_EXCERPT TO READ_
*-*-*

‘THE IMPORTANCE of employing people with disabilities and diversity in the workplace is understood by employers more and more, they see the reward indirectly and directly.’ .
(photo credit: REUTERS)
Caring for children with disabilities demands significant attention and resources from a family. The non-disabled siblings, the “forgotten” ones, may often feel left out and even neglected. In an attempt to support them, the Society for the Protection of Nature in Israel (SPNI) launched an initiative to reach out for these siblings, giving them a platform to bond with children in the same situation.
"Siblings in the Field," a program developed by SPNI, brings 10 boys and girls from the ages 9 and 10, every other week, from the sidelines to the hiking trail at Givat Hatitora Nature Park in Modi’in. The group is led by a child psychologist, but Tal Gitman, SPNI’s coordinator of public activities in Modi’in, hurries to say that the program has a different idea.
"The program is not a treatment; it’s not a therapy session and it's not a hobby," Gitman told the Jerusalem Post
. "It's an empowerment program where the focus is the child, the forgotten sibling."
"Here they learn skills--they learn about wildlife and nature in Israel. They hike, meet other children and learn guiding skills. And of course, we cannot forget since we are the Society for the Protection of Nature--they learn about the importance of protecting nature and how to do it."
The children not only are given a chance to develop their outdoor skills in nature hikes and workshops, but are also given a platform to share their stories in personal consultations and group meetings.

*-*-*

_SUPPLIED RECORDS_
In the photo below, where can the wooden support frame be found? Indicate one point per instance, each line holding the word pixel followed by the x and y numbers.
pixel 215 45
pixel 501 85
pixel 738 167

*-*-*

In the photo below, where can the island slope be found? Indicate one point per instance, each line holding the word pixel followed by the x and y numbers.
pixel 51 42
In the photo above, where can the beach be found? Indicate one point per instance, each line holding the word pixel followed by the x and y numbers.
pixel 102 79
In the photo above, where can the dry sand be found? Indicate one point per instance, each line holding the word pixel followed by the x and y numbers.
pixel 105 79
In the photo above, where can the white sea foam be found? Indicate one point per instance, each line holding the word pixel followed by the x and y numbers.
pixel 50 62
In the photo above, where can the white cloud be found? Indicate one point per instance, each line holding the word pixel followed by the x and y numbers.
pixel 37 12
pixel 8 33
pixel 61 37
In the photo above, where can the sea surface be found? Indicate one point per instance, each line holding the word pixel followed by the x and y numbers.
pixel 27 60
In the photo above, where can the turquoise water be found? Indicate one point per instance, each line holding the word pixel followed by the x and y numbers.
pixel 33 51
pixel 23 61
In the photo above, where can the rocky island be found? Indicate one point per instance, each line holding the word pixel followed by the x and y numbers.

*-*-*

_PROBLEM STATEMENT_
Please copy from the article above on the SPNI siblings program the passage starting with "The children not" and going on through "and group meetings.".

_YOUR RESPONSE_
The children not only are given a chance to develop their outdoor skills in nature hikes and workshops, but are also given a platform to share their stories in personal consultations and group meetings.